PROVIDED TEXT below:

Tate speaks at schools, public libraries and writing conferences, including the Vermont College of Fine Arts; Texas Writer’s League; Society of Children’s Book Writers and Illustrators; Pathways to Literacy Conferences(International Institute of Literacy Learning).

Tate has been a featured illustrator/speaker/exhibitor at various literary festivals, including the Texas Book Festival, The Savannah Children’s Book Festival, The Dallas Children’s Book and Literary Festival, Bookamania (Chicago Public Library), and such conferences as: The International Reading Association; Texas Library Association Black Caucus Roundtable and The National Alliance of Black School Educators.

==Personal==
He and his family live in Austin, Texas.

End of PROVIDED TEXT.
SUPPLIED MATERIAL below:

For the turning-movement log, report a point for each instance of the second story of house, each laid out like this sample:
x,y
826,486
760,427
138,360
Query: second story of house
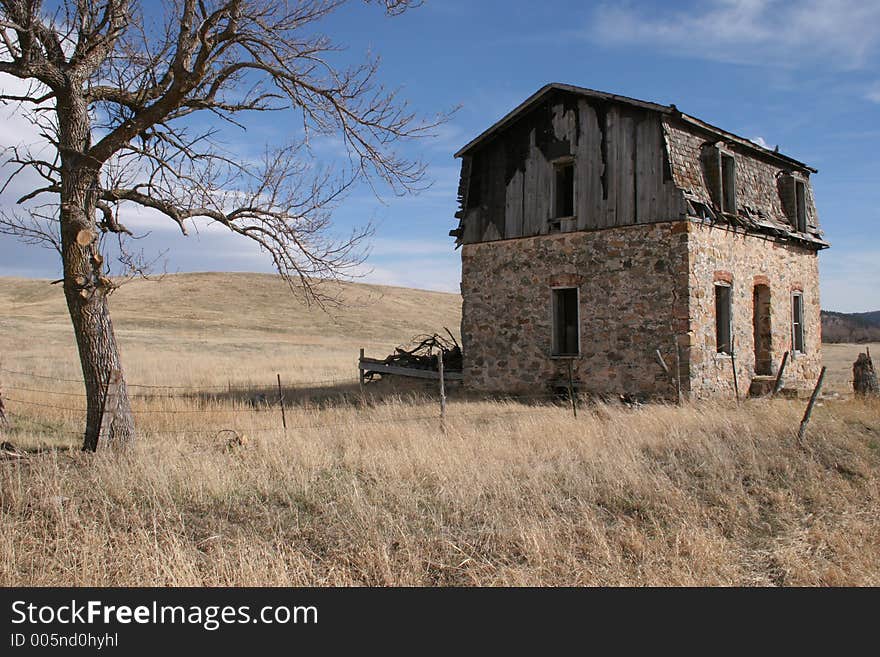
x,y
574,159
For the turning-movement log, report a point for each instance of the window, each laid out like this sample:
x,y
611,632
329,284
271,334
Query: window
x,y
797,322
563,189
566,334
728,183
723,321
800,195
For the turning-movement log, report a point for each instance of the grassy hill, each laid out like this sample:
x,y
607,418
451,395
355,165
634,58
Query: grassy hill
x,y
850,327
211,328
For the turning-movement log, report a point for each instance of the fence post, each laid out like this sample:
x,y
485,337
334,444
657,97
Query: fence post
x,y
677,371
778,384
3,421
281,401
802,432
361,375
442,393
733,366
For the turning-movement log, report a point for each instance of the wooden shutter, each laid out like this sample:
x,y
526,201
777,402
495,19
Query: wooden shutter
x,y
711,158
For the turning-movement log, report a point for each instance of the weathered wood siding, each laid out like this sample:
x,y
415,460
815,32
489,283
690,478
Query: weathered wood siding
x,y
621,171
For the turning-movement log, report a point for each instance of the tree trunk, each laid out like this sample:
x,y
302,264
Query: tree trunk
x,y
85,286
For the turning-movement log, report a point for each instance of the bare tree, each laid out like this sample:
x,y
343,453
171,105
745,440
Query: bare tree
x,y
113,89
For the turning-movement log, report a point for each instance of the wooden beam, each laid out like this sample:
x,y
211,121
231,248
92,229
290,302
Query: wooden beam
x,y
367,365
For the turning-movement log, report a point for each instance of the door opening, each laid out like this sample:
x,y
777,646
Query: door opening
x,y
763,346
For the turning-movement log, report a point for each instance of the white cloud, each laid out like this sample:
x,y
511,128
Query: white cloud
x,y
848,279
838,34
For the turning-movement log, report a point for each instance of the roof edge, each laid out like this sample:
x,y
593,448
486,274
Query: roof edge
x,y
742,141
532,100
520,109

End of SUPPLIED MATERIAL.

PROBLEM SET:
[A] Could you reproduce the passage about Tate from "Tate has been" to "in Austin, Texas.", word for word?
[B] Which literary festivals does the passage about Tate name?
The material has no connection to the passage about Tate.

ANSWERS TO THE EXERCISE:
[A]
Tate has been a featured illustrator/speaker/exhibitor at various literary festivals, including the Texas Book Festival, The Savannah Children’s Book Festival, The Dallas Children’s Book and Literary Festival, Bookamania (Chicago Public Library), and such conferences as: The International Reading Association; Texas Library Association Black Caucus Roundtable and The National Alliance of Black School Educators.

==Personal==
He and his family live in Austin, Texas.

[B]
- Texas Book Festival
- The Savannah Children's Book Festival
- The Dallas Children's Book and Literary Festival
- Bookamania (Chicago Public Library)